### Texto extraído
"""

Cintio, Carpentier, Loló, Samuel… ¿No tuvo temor de no estar a su altura?

Siempre he sido muy atrevido y entonces lo era más que ahora. Por otra parte, fue el director del periódico quien decidió que yo estuviese en esa página.

¿Quiénes lo influyen?

—Viví una de las experiencias más enriquecedoras del periodismo revolucionario: la revista Cuba Internacional. Fue para mí una verdadera escuela a partir de 1972 y  complementaba esa enseñanza práctica  con lecturas incesantes. Allí publiqué una entrevista a Nicolás Guillén en ocasión del setenta cumpleaños del poeta nacional, diálogo que se desplegara a ocho páginas con portada. Fue mi primer trabajo publicado en esa revista.En esos años me leí completa la sección “En Cuba”, de  Enrique de la Osa,   desde que apareció en 1943 hasta 1960, cuando comenzó a perder interés.  Aprendí mucho con ella desde el punto de vista profesional, aunque hoy comprendo  que fue expresión de una  visión tendenciosa y parcializada de la realidad nacional. Pese a eso, sigue viva por su técnica, por su empeño logrado de ofrecer “la noticia vestida”, y sigo considerando a Enrique, a quien quise mucho, como uno de los grandes periodistas cubanos. Jaime Sarusky es un periodista siempre cercano, como también lo fue un cronista llamado Nicolás Guillén. Cuba: ZDA, de Lisandro Otero, fue importante en su momento. Al igual que Los que luchan y los que lloran, de Jorge Ricardo Masetti, y Tras la cortina de chiclet, del cubano Ángel Boán, hoy tan olvidado. Si de entrevistas se trata, nada superó para mí, en su tiempo, un libro como El oficio del escritor, y mucho me entusiasmaron las entrevistas de Luis Suárez, sobre todo su largo y apasionante diálogo con Diego Rivera, y el Reportaje a Perón, de Carlos María Gutiérrez. Alejo Carpentier y Leonardo Padura  cada día se me hacen mayores como cronistas.

 — Una vez dijo que un periodista joven debe hacerse imprescindible en una redacción. ¿Usted lo consiguió?

Evidentemente. Un periodista joven que entra en competencia con gente de mayor edad y experiencia tiene que saber hacerse imprescindible; hacerse notar con su trabajo,  mostrarse dispuesto a acometer cualquier encargo y hacerlo bien. Tiene ventajas a su favor: los viejos acopian los conocimientos y las “mañas”, pero han hecho lo mismo muchas veces y están cansados, sienten ese agobio que llegan a causar todas las redacciones. Eso hay que aprovecharlo antes de que uno mismo empiece también a sentir ese agobio.

"""

### Registros proporcionados
"""

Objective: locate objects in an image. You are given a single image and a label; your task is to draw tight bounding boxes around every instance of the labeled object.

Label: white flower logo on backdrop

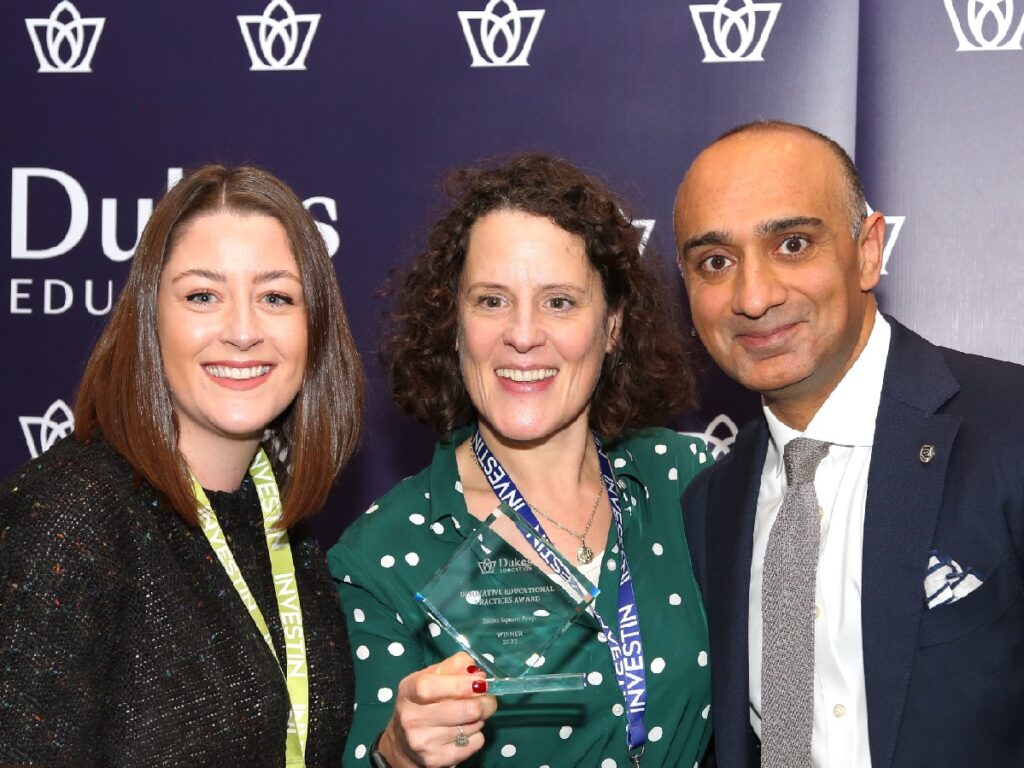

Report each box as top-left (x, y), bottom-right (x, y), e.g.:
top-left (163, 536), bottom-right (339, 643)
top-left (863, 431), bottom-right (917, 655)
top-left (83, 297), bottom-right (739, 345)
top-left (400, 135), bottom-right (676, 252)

top-left (945, 0), bottom-right (1024, 51)
top-left (459, 0), bottom-right (544, 67)
top-left (680, 414), bottom-right (739, 459)
top-left (239, 0), bottom-right (321, 72)
top-left (867, 206), bottom-right (906, 274)
top-left (690, 0), bottom-right (782, 62)
top-left (25, 0), bottom-right (106, 73)
top-left (633, 219), bottom-right (654, 256)
top-left (18, 400), bottom-right (75, 459)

"""

### Enunciado
Traduce al inglés esta oración de la entrevista: «Siempre he sido muy atrevido y entonces lo era más que ahora.» Los registros son material aparte de la entrevista.

### Solución
I have always been very daring, and back then I was even more so than now.